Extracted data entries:
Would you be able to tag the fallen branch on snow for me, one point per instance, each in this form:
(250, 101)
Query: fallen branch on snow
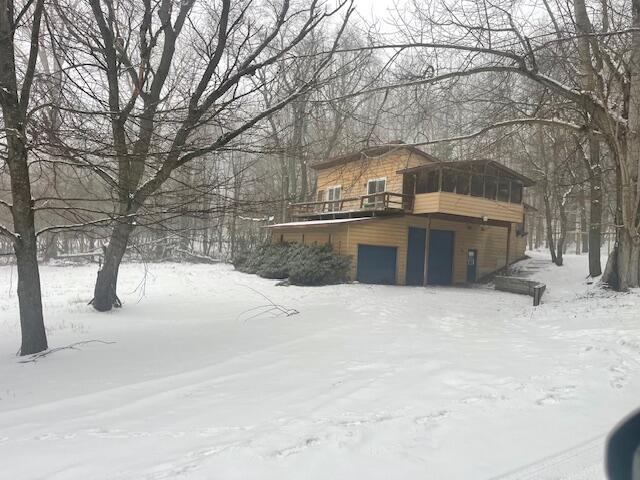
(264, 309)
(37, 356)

EXERCISE AIM: Could you please write out the entries exactly as they are, with every picture left out?

OUTPUT OF THE EXERCISE:
Would you be able to tag the fallen branch on snow for me, one point per instance, each in this form:
(250, 101)
Query: fallen branch on snow
(264, 309)
(37, 356)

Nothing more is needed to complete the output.